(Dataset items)
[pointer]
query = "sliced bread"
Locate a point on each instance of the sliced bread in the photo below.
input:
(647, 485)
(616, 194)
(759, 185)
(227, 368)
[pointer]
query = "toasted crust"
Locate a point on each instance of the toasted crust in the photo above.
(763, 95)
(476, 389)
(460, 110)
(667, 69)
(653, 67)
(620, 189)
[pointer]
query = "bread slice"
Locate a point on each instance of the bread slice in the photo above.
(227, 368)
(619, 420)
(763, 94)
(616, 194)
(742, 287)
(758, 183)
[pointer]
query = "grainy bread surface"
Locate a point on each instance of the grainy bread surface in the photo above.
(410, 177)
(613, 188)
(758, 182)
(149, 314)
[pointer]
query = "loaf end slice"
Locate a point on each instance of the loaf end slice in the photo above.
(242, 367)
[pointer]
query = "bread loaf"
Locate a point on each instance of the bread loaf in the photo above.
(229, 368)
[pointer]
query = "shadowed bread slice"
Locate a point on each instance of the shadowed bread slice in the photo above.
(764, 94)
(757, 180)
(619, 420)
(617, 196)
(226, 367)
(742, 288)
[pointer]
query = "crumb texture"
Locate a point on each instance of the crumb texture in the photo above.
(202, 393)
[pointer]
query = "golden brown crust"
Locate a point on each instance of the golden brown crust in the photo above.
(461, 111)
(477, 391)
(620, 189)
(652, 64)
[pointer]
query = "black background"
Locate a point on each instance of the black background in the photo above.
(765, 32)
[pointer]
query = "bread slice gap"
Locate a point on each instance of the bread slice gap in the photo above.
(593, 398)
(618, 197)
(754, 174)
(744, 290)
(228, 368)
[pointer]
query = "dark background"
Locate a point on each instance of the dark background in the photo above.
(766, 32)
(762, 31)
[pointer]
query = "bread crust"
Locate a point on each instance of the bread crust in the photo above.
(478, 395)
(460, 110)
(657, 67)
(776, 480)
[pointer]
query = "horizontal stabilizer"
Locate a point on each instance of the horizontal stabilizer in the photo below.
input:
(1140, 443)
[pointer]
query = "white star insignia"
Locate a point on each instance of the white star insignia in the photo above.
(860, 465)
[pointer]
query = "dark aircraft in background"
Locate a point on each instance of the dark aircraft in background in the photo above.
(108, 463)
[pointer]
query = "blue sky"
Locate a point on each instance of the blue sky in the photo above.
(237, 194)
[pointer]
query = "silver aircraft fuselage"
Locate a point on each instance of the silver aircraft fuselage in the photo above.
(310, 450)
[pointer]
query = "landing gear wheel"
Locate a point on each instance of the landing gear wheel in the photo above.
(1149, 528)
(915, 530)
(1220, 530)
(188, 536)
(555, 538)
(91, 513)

> [REQUIRED TASK]
Rewrite all of the items above with every "instance" renamed to "occurrence", leaving everything else unchanged.

> [CORRECT RESULT]
[pointer]
query = "sliced bread"
Locate a point on each occurrence of the sliced bread in the photo below.
input:
(647, 485)
(616, 194)
(759, 185)
(227, 368)
[pointer]
query = "toasted crust"
Locate a point on each occurrence of the toasted crust in the photo above.
(763, 95)
(476, 389)
(460, 110)
(667, 69)
(653, 67)
(620, 189)
[pointer]
query = "bread slice"
Locate a point on each occurrence of the bread slice in the photo above.
(227, 368)
(619, 420)
(763, 94)
(616, 194)
(742, 287)
(758, 183)
[pointer]
query = "grainy bread surface"
Locate a point on each occurrence of the grainy bread surface in the photo above.
(410, 177)
(613, 188)
(758, 182)
(149, 314)
[pointer]
query = "loaf end slice"
Locate a point on each occurrence of the loaf end slice in the photo above.
(242, 367)
[pointer]
query = "bread loaf"
Locate a point on each occurrence of the bread loaf in the photo above.
(229, 368)
[pointer]
query = "shadowed bread slice"
Locate a point on each occurrence of the shadowed bread slice in the photo above.
(764, 94)
(757, 180)
(619, 420)
(617, 196)
(226, 367)
(742, 288)
[pointer]
query = "crumb texture"
Locate a point on each occurrence of the crumb texture in the photo above.
(202, 393)
[pointer]
query = "golden brown crust"
Locate a point on each occurrence of the golden brown crust in the photo above.
(461, 111)
(477, 391)
(620, 189)
(652, 64)
[pointer]
query = "black background"
Locate a point on each occurrence of the black background in the photo above.
(765, 32)
[pointer]
query = "bread slice gap"
Locate a point on each occurrence of the bread slice gap in the photo above.
(593, 398)
(618, 197)
(754, 174)
(744, 290)
(228, 368)
[pointer]
query = "dark background"
Locate a point on each occurrence of the dark background in the photo above.
(766, 32)
(762, 31)
[pointer]
query = "bread crust"
Locate a point on each occurrence of the bread crust in the photo above.
(478, 395)
(460, 110)
(657, 67)
(776, 480)
[pointer]
query = "horizontal stabilizer"
Locate a point on each occurrence of the horizontal stabilizer in the photo below.
input:
(1140, 443)
[pointer]
query = "white star insignia"
Locate a point on each occurrence of the white star insignia in the photo above.
(860, 465)
[pointer]
query = "dark aircraft in background"
Locate a point on each occurrence of the dark aircraft in background in the photo above.
(108, 463)
[pointer]
query = "blue sky"
Locate a point on each occurrence of the blue sky in the photo above.
(237, 194)
[pointer]
query = "silver aircraft fuselage"
Locate a point on each occurrence of the silver aircraft fuselage in the photo above.
(310, 450)
[pointer]
query = "landing gear wheel"
Locate a point on each occurrence of the landing gear wheel in the photo above.
(1149, 528)
(915, 530)
(1220, 530)
(188, 536)
(555, 538)
(91, 513)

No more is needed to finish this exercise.